- Your assignment:
Find where "the white wall" occurs in the data below, and retype that line and every later line exactly.
---+---
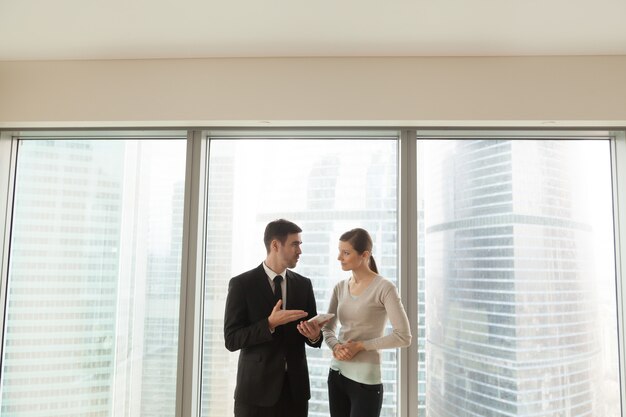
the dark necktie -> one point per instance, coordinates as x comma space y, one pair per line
278, 291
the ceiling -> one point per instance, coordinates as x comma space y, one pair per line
137, 29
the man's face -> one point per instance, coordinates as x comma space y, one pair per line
289, 253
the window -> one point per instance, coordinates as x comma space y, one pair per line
91, 325
326, 187
501, 244
518, 312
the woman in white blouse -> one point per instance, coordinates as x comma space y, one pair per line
362, 304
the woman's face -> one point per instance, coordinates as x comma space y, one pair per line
349, 258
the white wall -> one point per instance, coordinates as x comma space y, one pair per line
515, 91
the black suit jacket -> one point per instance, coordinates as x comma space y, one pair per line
261, 367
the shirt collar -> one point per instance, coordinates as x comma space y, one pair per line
271, 274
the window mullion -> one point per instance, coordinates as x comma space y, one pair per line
407, 277
191, 306
618, 153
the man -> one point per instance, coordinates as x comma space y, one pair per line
272, 374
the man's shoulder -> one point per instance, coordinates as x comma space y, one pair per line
252, 273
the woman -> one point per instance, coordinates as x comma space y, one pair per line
---+---
- Task response:
the white wall -> one point per instance, coordinates as x comma space y, one pair per line
515, 91
the black suit jacket -> one point per instance, coordinates as x comma space y, one pair per line
261, 367
the shirt collar -> one point per instance, coordinates as x comma space y, one pair per line
271, 274
the window mullion -> one point per instance, coordinates as x comma space y, one pair per line
407, 277
191, 306
618, 153
the man -> one point per instance, coordinates as x comma space y, one pair per line
272, 374
the man's shoulder -> one point per instance, coordinates as x comma space y, one pair per line
252, 273
the woman -> one point per instance, coordinates as x comma space y, one pair per line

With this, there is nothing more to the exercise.